Problems and tasks -
1 – Name the three companies the poster compared in the forum post about a rude Dish sales rep.
2 – Summarize the forum post about a rude Dish sales rep in two sentences.
3 – From the forum post about a rude Dish sales rep, extract the passage from "When I called Dish to" to "gotten a supervisor.".

Document passage -
— START —

# Rude Front-line Sales Staff



## Luftwaffles (Feb 4, 2011)

I'm a new DirecTV customer. I was prompted to switch when my local cable provider, Time Warner, wanted to knock my rates up by $60. Once I knew they wouldn't give me any perks or specials, I immediately started looking for alternatives. Like any well-informed consumer, I shopped around and compared my options and prices for all three available companies - DirecTV, Dish and Time Warner. I think I may have had the worst (and I do mean worst) sales rep experience ever when I called Dish.

When I called Dish to compare pricing I talked with someone who spoke fast, garbled his words, mumbled incoherently from time to time and was pushy and eventually downright rude.

Aside from not hearing 50% of what he had to tell me, at the end of a 5-minute call he became very pushy and wanted me to sign up now now now! When I told him I wasn't ready to do it just yet, that I still had to talk to DirecTV and my cable provider, he wouldn't have it. He said he'd call me back in a few hours (It was 8PM). I said no, and he kept pushing it. Finally I told him, "No, I'll call you once I get this figured out, I just need to know I'm actually saving money here." He told me to have a good evening and hung up. If I would have heard his name the first time around I would've immediately called back and gotten a supervisor.

For that guy to get his panties in a knot over a 5-minute price check call, he must have really been lacking on his sales numbers, and I think I know why.

I may be new to DBS, but I'm definitely not new to customer service. I've worked in a call center before - granted, I wasn't selling anything, but the same principles apply. You should be pleasant to speak with, distinct in your enunciation and above all else, willing to accept when something's not going your way. Compared to D* and Time Warner, the Dish sales rep I spoke with had none of these qualities.

— END —

Lines of data
— START —

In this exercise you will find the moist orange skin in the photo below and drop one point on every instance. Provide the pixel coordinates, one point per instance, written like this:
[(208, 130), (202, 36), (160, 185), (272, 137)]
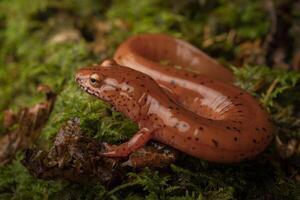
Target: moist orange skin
[(199, 113)]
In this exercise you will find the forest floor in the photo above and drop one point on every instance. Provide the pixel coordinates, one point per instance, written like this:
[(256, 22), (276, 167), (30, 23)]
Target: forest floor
[(44, 42)]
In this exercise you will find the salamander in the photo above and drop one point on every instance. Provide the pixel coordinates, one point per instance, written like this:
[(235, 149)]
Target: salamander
[(193, 107)]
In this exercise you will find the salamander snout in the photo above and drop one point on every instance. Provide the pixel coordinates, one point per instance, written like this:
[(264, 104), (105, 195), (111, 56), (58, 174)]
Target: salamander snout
[(89, 78)]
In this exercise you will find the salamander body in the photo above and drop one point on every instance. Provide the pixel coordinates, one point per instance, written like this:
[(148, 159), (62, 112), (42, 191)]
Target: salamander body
[(194, 109)]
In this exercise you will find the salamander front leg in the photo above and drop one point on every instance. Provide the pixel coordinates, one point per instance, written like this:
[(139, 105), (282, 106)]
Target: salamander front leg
[(137, 141)]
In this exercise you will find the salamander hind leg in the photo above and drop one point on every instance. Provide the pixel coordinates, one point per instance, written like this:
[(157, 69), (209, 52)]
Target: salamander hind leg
[(137, 141)]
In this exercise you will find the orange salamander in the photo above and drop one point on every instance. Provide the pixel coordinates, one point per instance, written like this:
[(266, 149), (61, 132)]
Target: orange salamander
[(192, 107)]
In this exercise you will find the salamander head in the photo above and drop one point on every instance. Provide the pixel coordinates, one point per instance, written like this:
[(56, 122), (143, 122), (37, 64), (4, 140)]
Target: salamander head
[(110, 82)]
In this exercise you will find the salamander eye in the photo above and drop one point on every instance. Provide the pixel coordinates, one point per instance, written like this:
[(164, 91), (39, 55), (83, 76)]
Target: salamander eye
[(95, 79)]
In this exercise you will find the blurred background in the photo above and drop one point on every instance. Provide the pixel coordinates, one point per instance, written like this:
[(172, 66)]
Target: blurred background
[(45, 41)]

— END —

Answers by task -
1 – DirecTV, Dish, Time Warner

2 – After Time Warner planned to raise the poster's rates by $60, the poster compared DirecTV, Dish and Time Warner and had a bad call with a Dish sales rep who mumbled, pushed for an immediate sign-up and hung up when turned down. Drawing on call center experience, the poster says a rep should be pleasant, clear and willing to accept when things don't go their way, and the Dish rep had none of these qualities.

3 –
When I called Dish to compare pricing I talked with someone who spoke fast, garbled his words, mumbled incoherently from time to time and was pushy and eventually downright rude.

Aside from not hearing 50% of what he had to tell me, at the end of a 5-minute call he became very pushy and wanted me to sign up now now now! When I told him I wasn't ready to do it just yet, that I still had to talk to DirecTV and my cable provider, he wouldn't have it. He said he'd call me back in a few hours (It was 8PM). I said no, and he kept pushing it. Finally I told him, "No, I'll call you once I get this figured out, I just need to know I'm actually saving money here." He told me to have a good evening and hung up. If I would have heard his name the first time around I would've immediately called back and gotten a supervisor.